Can you reproduce each line of the records below without changing anything?

--- start of Supplied data ---

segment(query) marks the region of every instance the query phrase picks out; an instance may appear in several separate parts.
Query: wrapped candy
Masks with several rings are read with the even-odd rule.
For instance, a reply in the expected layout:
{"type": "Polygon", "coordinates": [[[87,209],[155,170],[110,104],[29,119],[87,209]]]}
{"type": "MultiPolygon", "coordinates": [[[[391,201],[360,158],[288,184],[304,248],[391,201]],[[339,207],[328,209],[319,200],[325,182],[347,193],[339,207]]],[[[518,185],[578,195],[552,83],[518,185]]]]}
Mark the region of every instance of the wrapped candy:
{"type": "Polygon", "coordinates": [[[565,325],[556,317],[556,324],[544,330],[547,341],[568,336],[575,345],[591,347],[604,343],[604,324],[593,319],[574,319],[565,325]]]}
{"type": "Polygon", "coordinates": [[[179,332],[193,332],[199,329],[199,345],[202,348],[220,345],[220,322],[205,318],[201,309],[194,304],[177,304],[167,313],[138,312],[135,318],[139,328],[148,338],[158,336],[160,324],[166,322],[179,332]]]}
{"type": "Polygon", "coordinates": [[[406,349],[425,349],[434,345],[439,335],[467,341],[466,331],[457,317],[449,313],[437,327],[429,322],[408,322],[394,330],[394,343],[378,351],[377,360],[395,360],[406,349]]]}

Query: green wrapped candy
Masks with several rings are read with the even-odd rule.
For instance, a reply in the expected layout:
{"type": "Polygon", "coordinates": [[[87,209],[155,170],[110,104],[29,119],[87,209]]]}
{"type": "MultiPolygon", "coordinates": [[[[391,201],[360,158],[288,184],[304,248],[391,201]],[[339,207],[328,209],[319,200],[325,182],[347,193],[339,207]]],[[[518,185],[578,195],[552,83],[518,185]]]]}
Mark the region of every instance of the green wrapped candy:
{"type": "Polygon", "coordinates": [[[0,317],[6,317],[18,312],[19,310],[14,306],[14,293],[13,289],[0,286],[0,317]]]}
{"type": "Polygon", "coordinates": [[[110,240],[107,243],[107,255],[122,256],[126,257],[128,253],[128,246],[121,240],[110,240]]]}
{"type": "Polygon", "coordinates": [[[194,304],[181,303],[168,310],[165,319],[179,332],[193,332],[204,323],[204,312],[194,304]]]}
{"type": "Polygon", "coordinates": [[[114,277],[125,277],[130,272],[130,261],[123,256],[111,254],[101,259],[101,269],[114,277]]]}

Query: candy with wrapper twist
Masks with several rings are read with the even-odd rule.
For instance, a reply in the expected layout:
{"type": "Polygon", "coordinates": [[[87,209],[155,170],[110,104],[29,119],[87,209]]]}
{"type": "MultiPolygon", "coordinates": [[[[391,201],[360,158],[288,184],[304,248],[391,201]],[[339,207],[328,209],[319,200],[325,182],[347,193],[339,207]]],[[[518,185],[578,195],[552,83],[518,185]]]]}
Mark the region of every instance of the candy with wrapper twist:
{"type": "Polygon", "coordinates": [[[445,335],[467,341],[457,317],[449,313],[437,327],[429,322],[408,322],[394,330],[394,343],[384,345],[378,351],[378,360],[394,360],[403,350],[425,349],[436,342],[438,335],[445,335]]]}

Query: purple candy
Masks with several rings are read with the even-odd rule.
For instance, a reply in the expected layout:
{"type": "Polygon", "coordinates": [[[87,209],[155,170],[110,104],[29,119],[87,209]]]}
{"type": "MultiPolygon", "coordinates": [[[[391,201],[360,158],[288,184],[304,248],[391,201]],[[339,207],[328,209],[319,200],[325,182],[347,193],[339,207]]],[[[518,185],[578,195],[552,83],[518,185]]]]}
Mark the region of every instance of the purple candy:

--- end of Supplied data ---

Exercise result ▸
segment(query) marks the region of every instance the query phrase picks out; an instance may appear in several separate parts.
Query: wrapped candy
Masks with several rings are read with the even-odd rule.
For instance, a reply in the expected layout:
{"type": "Polygon", "coordinates": [[[87,209],[155,170],[110,104],[29,119],[87,209]]]}
{"type": "MultiPolygon", "coordinates": [[[[391,201],[360,158],[288,184],[304,248],[391,201]],[[339,207],[328,209],[319,200],[325,182],[347,193],[339,207]]],[[[518,185],[578,195],[552,83],[518,185]]]]}
Mark the region of every instance of the wrapped candy:
{"type": "Polygon", "coordinates": [[[565,325],[556,317],[556,324],[544,330],[547,341],[568,336],[575,345],[591,347],[604,343],[604,324],[593,319],[574,319],[565,325]]]}
{"type": "Polygon", "coordinates": [[[179,332],[193,332],[199,329],[199,345],[202,348],[220,345],[220,322],[205,318],[201,309],[194,304],[177,304],[167,313],[138,312],[135,318],[139,328],[148,338],[158,336],[160,324],[166,322],[179,332]]]}
{"type": "Polygon", "coordinates": [[[406,349],[425,349],[434,345],[439,335],[467,341],[466,331],[457,317],[449,313],[437,327],[429,322],[408,322],[394,330],[394,343],[378,351],[377,360],[395,360],[406,349]]]}

Query: green wrapped candy
Masks with several rings are read with the even-odd rule.
For instance, a reply in the expected layout:
{"type": "Polygon", "coordinates": [[[87,209],[155,170],[110,104],[29,119],[87,209]]]}
{"type": "MultiPolygon", "coordinates": [[[[391,201],[360,158],[288,184],[304,248],[391,201]],[[339,207],[328,209],[319,200],[325,182],[347,193],[339,207]]],[[[518,185],[578,195],[552,83],[518,185]]]]}
Mark the region of every instance of the green wrapped candy:
{"type": "Polygon", "coordinates": [[[0,317],[6,317],[18,312],[19,310],[14,306],[14,293],[13,289],[0,286],[0,317]]]}
{"type": "Polygon", "coordinates": [[[110,240],[107,243],[107,255],[122,256],[126,257],[128,253],[128,246],[121,240],[110,240]]]}
{"type": "Polygon", "coordinates": [[[194,304],[181,303],[168,310],[165,319],[179,332],[193,332],[204,323],[204,312],[194,304]]]}
{"type": "Polygon", "coordinates": [[[114,277],[125,277],[130,272],[130,261],[123,256],[111,254],[101,259],[101,269],[114,277]]]}

Query: candy with wrapper twist
Masks with several rings are read with the even-odd rule.
For instance, a reply in the expected layout:
{"type": "Polygon", "coordinates": [[[87,209],[155,170],[110,104],[29,119],[87,209]]]}
{"type": "MultiPolygon", "coordinates": [[[[391,201],[360,158],[288,184],[304,248],[391,201]],[[339,207],[328,209],[319,200],[325,182],[347,193],[339,207]]],[[[518,185],[578,195],[552,83],[518,185]]]]}
Mark the region of every instance of the candy with wrapper twist:
{"type": "Polygon", "coordinates": [[[445,335],[467,341],[457,317],[449,313],[437,327],[429,322],[408,322],[394,330],[394,343],[384,345],[378,351],[378,360],[394,360],[403,350],[425,349],[436,342],[438,335],[445,335]]]}

Query: purple candy
Masks with several rings are read with the even-odd rule.
For instance, a reply in the expected layout:
{"type": "Polygon", "coordinates": [[[87,209],[155,170],[110,104],[29,119],[87,209]]]}
{"type": "MultiPolygon", "coordinates": [[[[391,201],[360,158],[288,184],[304,248],[391,201]],[[339,207],[328,209],[319,200],[325,182],[347,193],[339,207]]],[[[518,185],[578,195],[552,83],[518,185]]]]}
Mark the region of every instance of the purple candy:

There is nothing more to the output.